# PAGE:
☆ ☆ ☆ ☆ ☆

A prank – or a provocation?
All Washington is atwitter over a Rolling Stone profile of Gen. Stanley McChrystal in which the thuggish commander of US forces in Afghanistan and his snarky juvenile-sounding aides (who call themselves “Team America”) deride Vice President Joe Biden – “Joe Bite Me” – special envoy Richard Holbrooke (“‘Oh, not another e-mail from Holbrooke,’ he groans. ‘I don’t even want to open it.'”), White House national security adviser Jim Jones, and ambassador to Kabul Karl Eikenberry (a “clown”). Not even the president is spared: McChrystal’s team claims Obama was “intimidated” by the General, a charge that reinforces the neocon meme about the administration’s supposedly anti-military pseudo-pacifistic foreign policy.
The narrative spun by author Michael Hastings is redolent of a movie scenario, definitely of the grade-B variety: the main character, the General, is a thuggish caricature – Hastings describes him as someone “who was always open to new ways of killing” – who is nonetheless glamorized as a lean, mean fighting machine who eats one meal a day, runs seven miles every morning, and is in every other respect an archetypal Attila right out of Central Casting. His “team,” too, is romanticized in a way that might appeal to the imagination of a grade-B screenwriter:
“The general’s staff is a handpicked collection of killers, spies, geniuses, patriots, political operators and outright maniacs. There’s a former head of British Special Forces, two Navy Seals, an Afghan Special Forces commando, a lawyer, two fighter pilots and at least two dozen combat veterans and counterinsurgency experts.”
Those crazy, kooky, lovable imperialists: what a bunch of characters! Geniuses! Patriots! Maniacs! Ya gotta love ’em.

☆ ☆ ☆ ☆ ☆

# DO THIS:
In the commentary on the Rolling Stone profile of Gen. Stanley McChrystal, what name do the general's aides call themselves?

# DATA SEGMENT:
☆ ☆ ☆ ☆ ☆

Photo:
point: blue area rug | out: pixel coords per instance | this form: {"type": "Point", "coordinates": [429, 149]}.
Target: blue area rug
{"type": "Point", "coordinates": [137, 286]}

☆ ☆ ☆ ☆ ☆

# CORRECT ANSWER:
Team America